— begin —

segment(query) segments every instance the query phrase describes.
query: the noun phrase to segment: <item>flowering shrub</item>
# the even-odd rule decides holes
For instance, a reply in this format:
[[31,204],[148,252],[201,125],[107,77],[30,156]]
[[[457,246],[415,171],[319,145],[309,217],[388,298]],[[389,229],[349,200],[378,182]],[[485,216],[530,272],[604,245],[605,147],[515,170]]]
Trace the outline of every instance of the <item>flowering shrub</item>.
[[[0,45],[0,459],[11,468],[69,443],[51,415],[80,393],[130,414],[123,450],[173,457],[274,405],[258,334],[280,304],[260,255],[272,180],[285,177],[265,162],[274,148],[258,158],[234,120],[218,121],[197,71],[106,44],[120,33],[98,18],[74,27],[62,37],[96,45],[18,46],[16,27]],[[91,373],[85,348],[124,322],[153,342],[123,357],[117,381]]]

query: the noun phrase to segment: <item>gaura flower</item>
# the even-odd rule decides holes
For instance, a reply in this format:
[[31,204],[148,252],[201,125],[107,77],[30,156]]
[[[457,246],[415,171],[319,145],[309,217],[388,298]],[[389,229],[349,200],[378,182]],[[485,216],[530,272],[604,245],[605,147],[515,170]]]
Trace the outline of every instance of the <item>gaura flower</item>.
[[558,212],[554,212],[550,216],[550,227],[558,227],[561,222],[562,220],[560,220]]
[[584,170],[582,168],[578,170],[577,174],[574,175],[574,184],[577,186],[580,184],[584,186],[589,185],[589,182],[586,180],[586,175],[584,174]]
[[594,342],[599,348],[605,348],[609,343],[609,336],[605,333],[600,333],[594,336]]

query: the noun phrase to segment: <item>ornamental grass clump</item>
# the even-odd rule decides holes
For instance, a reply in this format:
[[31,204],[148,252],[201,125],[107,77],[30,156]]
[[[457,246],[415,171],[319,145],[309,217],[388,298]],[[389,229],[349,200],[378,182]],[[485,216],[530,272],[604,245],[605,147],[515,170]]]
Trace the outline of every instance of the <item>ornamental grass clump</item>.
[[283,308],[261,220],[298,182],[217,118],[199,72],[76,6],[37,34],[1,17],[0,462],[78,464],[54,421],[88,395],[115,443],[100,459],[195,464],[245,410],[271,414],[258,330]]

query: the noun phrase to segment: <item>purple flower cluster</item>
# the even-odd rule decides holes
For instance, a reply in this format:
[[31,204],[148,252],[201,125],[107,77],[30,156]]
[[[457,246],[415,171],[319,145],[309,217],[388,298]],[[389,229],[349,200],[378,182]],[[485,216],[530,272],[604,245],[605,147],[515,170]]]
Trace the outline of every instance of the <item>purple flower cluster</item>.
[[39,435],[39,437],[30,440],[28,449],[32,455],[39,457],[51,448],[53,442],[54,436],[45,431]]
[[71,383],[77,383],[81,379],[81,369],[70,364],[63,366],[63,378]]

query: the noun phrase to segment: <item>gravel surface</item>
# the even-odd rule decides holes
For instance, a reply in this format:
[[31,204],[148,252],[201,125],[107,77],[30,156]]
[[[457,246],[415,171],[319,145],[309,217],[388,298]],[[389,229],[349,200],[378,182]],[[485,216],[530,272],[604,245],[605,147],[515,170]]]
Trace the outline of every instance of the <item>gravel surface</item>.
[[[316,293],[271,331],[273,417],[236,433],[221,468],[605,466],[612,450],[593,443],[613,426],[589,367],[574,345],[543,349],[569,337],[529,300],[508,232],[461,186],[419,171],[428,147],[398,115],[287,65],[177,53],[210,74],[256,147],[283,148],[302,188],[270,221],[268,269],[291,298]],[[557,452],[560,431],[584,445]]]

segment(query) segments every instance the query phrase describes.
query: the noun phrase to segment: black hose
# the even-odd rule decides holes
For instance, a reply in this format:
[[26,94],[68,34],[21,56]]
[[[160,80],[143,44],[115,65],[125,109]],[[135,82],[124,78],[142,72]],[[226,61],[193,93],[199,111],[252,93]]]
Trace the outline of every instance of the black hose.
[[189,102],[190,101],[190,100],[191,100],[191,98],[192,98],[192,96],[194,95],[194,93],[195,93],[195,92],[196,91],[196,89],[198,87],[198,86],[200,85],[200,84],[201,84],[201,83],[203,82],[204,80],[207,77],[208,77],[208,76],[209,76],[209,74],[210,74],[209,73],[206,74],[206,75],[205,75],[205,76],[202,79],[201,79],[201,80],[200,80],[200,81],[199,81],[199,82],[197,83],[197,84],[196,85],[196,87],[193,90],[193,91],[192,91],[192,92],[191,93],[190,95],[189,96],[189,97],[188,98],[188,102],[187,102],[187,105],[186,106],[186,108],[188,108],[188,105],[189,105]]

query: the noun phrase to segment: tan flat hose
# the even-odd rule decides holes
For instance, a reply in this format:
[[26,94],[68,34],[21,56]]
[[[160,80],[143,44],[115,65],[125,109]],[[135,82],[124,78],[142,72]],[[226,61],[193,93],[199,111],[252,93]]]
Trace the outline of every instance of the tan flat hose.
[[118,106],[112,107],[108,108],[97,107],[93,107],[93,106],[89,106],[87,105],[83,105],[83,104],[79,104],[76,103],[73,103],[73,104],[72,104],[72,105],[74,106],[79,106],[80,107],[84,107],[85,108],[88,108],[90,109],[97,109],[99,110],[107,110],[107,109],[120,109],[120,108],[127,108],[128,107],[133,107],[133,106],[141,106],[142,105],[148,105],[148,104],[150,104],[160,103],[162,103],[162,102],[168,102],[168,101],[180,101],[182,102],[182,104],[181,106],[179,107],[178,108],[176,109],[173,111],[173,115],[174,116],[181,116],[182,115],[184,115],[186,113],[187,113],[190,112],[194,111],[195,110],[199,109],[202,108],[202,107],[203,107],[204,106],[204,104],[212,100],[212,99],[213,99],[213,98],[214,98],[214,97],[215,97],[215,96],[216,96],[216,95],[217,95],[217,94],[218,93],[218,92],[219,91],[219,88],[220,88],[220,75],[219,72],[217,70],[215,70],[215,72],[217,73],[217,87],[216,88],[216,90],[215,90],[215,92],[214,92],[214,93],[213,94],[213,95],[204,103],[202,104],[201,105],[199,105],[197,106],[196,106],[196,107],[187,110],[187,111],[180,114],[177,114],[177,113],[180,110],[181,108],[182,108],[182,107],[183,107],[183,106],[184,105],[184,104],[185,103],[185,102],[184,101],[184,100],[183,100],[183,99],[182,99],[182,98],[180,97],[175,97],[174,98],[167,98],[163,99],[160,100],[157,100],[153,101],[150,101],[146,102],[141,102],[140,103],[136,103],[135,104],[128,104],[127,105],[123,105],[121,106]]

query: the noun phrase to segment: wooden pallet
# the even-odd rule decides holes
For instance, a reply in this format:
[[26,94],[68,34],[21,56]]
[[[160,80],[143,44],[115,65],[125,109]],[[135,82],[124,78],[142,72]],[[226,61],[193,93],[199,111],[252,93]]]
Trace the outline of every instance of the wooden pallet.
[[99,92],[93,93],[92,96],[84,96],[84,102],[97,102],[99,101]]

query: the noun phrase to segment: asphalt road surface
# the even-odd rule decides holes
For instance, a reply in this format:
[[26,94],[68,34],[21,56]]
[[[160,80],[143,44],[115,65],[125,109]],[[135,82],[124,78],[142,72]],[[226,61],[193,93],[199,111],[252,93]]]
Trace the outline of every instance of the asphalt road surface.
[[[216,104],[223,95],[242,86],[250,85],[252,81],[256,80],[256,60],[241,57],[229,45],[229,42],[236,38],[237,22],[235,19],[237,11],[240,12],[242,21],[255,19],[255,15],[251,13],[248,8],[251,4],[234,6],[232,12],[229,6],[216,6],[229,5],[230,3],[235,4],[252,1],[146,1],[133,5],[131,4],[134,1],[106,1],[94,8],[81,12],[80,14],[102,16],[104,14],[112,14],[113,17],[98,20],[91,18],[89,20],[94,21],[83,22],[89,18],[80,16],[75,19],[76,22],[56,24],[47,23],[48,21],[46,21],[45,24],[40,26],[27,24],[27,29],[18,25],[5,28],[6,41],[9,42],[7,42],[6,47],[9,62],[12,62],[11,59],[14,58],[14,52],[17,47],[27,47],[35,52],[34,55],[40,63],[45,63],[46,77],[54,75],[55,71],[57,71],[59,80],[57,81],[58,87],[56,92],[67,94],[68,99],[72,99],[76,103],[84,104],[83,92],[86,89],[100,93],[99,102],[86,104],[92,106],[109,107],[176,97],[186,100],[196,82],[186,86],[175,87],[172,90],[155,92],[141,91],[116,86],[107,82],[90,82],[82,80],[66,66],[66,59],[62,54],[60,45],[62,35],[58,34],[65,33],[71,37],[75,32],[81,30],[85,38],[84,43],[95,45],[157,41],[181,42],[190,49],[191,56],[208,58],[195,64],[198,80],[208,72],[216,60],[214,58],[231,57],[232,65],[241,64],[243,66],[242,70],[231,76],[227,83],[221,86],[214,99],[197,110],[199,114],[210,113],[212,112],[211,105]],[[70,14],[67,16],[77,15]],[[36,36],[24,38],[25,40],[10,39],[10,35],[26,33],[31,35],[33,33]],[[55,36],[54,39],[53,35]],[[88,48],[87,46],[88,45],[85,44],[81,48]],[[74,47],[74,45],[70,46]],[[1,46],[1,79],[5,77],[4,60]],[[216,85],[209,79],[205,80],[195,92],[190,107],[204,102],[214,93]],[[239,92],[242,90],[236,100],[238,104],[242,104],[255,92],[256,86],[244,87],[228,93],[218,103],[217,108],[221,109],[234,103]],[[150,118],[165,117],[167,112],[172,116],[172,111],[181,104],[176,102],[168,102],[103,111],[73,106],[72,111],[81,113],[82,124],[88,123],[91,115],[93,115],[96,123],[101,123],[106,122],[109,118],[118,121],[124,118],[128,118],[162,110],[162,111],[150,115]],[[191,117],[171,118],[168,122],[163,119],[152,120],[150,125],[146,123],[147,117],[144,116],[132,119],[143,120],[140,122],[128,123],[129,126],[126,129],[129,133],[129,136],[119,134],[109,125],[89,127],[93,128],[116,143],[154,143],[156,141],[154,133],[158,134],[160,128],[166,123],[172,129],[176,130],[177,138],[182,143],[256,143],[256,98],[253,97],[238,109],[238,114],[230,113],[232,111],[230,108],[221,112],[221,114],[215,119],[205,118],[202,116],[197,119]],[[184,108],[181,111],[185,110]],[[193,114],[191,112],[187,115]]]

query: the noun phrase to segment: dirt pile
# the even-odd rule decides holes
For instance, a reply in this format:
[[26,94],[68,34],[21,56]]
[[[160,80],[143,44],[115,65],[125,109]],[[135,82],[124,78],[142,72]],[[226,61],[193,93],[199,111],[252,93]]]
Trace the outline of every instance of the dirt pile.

— end —

### Set problem
Set down the lines of the data unchanged, from the line with "query: the noun phrase to segment: tan" to the line with "Trace the outline of every instance of the tan", including both of those lines.

### Answer to this task
query: the noun phrase to segment: tan flat hose
# the even-odd rule decides holes
For instance, a reply in this format:
[[26,94],[68,34],[21,56]]
[[[160,80],[143,44],[115,65],[125,109]],[[135,82],[124,78],[142,72]],[[226,61],[193,93],[199,111],[252,93]]]
Trace the outline of every instance of the tan flat hose.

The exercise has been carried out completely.